=== DOCUMENT SEGMENT ===

Coffee: Roast Levels — Temperature, Color, and Chemical Changes
Light roast coffee drops at 196–205°C internal bean temperature; medium at 210–220°C; dark at 225–230°C — each range producing distinct flavor, body, and acidity profiles.
| Measure | Value | Unit | Notes |
|---|---|---|---|
| Light roast drop temperature | 196–205 | °C | Bean internal temperature at discharge |
| Medium roast drop temperature | 210–220 | °C | |
| Dark roast drop temperature | 225–230 | °C | |
| Agtron scale range | 25–95 | Agtron # | 95 = lightest, 25 = darkest |
| Moisture loss (light) | 15–16 | % | |
| Moisture loss (dark) | 19–22 | % | |
| Caffeine change (light vs dark) | <1 | % | Caffeine is heat-stable; mass-basis difference is minor |
Coffee roast level is the single most visible variable in the supply chain — it shapes flavor, body, acidity, aroma, and shelf life more dramatically than almost any other post-harvest decision. Understanding how temperature drives chemical change is essential for both roasters and buyers.
The Agtron Color Scale
The Specialty Coffee Association uses the Agtron M-Basic spectrophotometer to assign roast color numbers. The device measures near-infrared reflectance of ground coffee. Higher numbers indicate lighter roasts; lower numbers indicate darker roasts.

=== TASK DATA ===

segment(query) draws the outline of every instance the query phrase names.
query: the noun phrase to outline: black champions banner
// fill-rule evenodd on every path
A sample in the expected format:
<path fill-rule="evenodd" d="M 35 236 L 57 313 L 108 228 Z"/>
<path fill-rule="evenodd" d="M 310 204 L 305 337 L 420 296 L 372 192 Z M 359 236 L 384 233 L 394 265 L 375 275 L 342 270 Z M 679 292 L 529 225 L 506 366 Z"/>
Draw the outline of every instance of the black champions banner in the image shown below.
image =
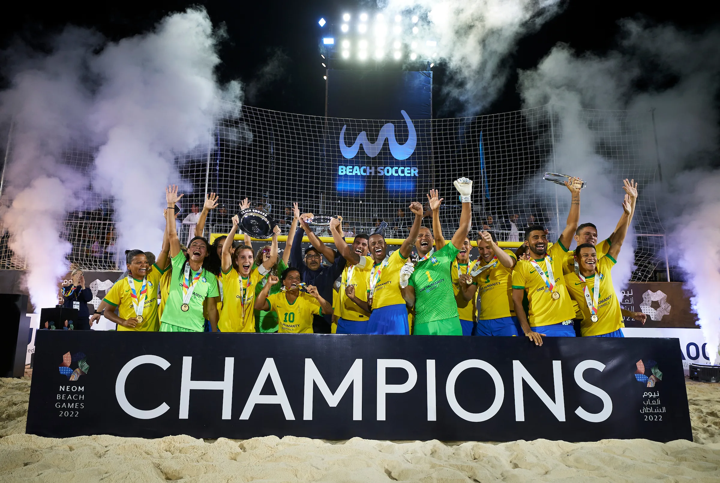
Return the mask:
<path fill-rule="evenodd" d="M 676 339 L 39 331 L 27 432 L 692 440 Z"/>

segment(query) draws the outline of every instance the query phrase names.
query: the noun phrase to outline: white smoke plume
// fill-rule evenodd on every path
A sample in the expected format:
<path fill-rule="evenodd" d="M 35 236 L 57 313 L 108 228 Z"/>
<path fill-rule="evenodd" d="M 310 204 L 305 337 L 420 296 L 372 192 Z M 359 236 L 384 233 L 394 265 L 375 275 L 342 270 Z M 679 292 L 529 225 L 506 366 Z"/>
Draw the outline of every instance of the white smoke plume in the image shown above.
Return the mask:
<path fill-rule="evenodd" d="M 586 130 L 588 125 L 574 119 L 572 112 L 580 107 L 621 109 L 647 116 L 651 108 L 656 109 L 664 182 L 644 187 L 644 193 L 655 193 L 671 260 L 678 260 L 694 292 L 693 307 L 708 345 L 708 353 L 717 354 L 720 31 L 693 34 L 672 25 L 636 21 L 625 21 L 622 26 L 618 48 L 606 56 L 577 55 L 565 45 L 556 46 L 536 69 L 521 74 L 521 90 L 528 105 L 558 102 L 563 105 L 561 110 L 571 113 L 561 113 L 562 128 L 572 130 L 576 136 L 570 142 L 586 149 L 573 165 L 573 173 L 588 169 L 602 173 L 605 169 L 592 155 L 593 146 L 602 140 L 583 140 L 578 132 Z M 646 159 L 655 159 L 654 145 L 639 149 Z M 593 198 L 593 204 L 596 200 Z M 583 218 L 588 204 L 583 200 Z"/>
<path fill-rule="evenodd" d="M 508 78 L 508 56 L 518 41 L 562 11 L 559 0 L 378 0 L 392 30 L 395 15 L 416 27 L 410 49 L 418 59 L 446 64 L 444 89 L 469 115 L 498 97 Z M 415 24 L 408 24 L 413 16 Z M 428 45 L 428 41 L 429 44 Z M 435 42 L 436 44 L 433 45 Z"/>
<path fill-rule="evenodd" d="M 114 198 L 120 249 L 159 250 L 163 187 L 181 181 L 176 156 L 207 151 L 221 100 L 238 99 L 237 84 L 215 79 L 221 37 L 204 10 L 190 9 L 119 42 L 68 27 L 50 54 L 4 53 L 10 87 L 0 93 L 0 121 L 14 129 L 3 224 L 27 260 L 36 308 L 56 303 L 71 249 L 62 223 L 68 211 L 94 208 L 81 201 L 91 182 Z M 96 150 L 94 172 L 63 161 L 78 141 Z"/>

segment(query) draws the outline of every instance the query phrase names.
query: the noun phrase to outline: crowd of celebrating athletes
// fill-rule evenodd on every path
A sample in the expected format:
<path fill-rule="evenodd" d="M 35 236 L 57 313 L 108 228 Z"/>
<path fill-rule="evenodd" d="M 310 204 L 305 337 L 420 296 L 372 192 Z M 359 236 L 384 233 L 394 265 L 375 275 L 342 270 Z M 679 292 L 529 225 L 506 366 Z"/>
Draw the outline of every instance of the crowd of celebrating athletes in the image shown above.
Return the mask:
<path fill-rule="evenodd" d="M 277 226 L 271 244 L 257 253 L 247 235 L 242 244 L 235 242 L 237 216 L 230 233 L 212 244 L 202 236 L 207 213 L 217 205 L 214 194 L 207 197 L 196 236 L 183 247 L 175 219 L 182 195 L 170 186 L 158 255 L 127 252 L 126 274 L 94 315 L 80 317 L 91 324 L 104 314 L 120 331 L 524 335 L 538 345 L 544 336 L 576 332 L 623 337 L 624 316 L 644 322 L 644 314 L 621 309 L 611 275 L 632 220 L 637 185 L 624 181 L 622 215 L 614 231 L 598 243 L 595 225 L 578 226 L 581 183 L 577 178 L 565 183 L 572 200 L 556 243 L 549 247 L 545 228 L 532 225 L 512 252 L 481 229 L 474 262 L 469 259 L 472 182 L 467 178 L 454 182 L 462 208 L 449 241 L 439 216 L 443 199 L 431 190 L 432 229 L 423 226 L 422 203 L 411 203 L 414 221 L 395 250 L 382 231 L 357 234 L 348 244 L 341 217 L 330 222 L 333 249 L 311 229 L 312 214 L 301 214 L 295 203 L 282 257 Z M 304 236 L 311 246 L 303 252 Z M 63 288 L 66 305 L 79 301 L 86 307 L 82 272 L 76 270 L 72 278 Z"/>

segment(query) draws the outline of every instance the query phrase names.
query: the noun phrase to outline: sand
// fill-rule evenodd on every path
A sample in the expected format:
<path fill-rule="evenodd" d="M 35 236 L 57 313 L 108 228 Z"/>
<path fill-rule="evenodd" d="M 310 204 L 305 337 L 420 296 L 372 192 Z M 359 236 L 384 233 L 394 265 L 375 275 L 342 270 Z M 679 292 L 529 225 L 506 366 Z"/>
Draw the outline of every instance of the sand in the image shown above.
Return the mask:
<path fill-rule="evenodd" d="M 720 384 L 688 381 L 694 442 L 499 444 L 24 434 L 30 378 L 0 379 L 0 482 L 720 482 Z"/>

===

◆ WHAT YOU WILL DO:
- A) According to the coffee roast text, why does caffeine change by less than 1% between light and dark roasts?
- B) Extract every line of the records that contains the word "celebrating". Case counts.

◆ ANSWERS GIVEN:
- A) Caffeine is heat-stable, so the difference between light and dark roasts on a mass basis is minor.

- B)
query: the noun phrase to outline: crowd of celebrating athletes
Draw the outline of every instance of the crowd of celebrating athletes in the image shown above.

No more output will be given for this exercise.